> COMPLETE THE FOLLOWING:
1. From the Sweet Home tourism article, quote word for word the passage that opens with the words containing "February 23, 2016" and closes with "another tourism convention.".
2. Answer these questions using the Sweet Home tourism article:
(a) In what city was the American Bus Association's Marketplace convention held?
(b) What is the name of the business Melody Johnson now operates?
(c) What did Johnson own before she moved into the tour business?

> READING PASSAGE:

┄┄┄┄┄┄┄┄┄┄┄┄┄┄┄┄┄┄┄┄

The New Era - All about Sweet Home since 1929

By Scott Swanson
Of The New Era 

Tourism team aims to bring visitors to county, SH – by the busload


February 23, 2016

JIMMIE LUCHT, director of the Albany Visitors Association, holds a flyer he and Melody Johnson pass out at tourism conferences and to visitors who come to their office. Photos by Scott Swanson

Picture luxury buses full of tourists rolling into Sweet Home – and stopping here.

That’s what Melody Johnson has in mind for Linn County – all of it, including the eastern side.

Johnson has worked for three years as a consultant for the Albany Visitors Association to bring tourism, particularly “packaged travel,” to the county and her efforts, she and AVA Director Jimmie Lucht say, are starting to pay off.

“There’s a great deal of interest in the Sweet Home area,” Johnson said as she prepared to go to yet another tourism convention.

So far, this year, she’s been to the American Bus Association’s annual Marketplace convention, which ran Jan. 6-12 in Louisville, Ky., which brought together 35 bus tour operators who were looking for destinations to take their clients. After that, it was the National Travel Association show in Atlanta Jan. 31-Feb. 4. Those were two of the biggies, but she’s had dozens of smaller-scale meetings and telephone conversations with travel planners and tour operators, all aimed at making them aware of Linn County.

“This West Coast region is like the Oregon Territory,” said Johnson, who’s never at a loss for adjectives in describing the region’s potential. “Most of them concentrate east of the Mississippi. West of the Mississippi, it’s like a gold rush.”

Johnson, who owned a country inn near Mt. Hood before moving into the tour business, now operates Falcon’s Crest Inc., a Longview, Wash.-based tourism and tour consulting business.

She began working with AVA three years ago and during that time has visited various tourist-oriented groups such as chambers of commerce and the Visit Linn Coalition, an ad hoc group of public officials and private citizens interested in promoting the growth of tourism in the county.

┄┄┄┄┄┄┄┄┄┄┄┄┄┄┄┄┄┄┄┄

> RECORDS SHOWN:
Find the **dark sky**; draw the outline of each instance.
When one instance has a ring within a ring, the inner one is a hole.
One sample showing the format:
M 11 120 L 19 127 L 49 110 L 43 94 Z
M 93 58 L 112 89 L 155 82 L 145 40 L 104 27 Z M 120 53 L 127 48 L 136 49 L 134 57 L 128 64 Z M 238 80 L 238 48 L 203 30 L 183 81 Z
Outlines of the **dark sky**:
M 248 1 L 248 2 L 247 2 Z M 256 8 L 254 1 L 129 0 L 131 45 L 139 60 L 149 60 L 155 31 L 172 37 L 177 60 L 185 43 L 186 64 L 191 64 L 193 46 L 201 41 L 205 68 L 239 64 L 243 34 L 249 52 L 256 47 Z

┄┄┄┄┄┄┄┄┄┄┄┄┄┄┄┄┄┄┄┄

> SOLUTIONS TO THE EXERCISE:
1.
February 23, 2016

JIMMIE LUCHT, director of the Albany Visitors Association, holds a flyer he and Melody Johnson pass out at tourism conferences and to visitors who come to their office. Photos by Scott Swanson

Picture luxury buses full of tourists rolling into Sweet Home – and stopping here.

That’s what Melody Johnson has in mind for Linn County – all of it, including the eastern side.

Johnson has worked for three years as a consultant for the Albany Visitors Association to bring tourism, particularly “packaged travel,” to the county and her efforts, she and AVA Director Jimmie Lucht say, are starting to pay off.

“There’s a great deal of interest in the Sweet Home area,” Johnson said as she prepared to go to yet another tourism convention.

2.
(a) Louisville, Ky.
(b) Falcon's Crest Inc.
(c) A country inn near Mt. Hood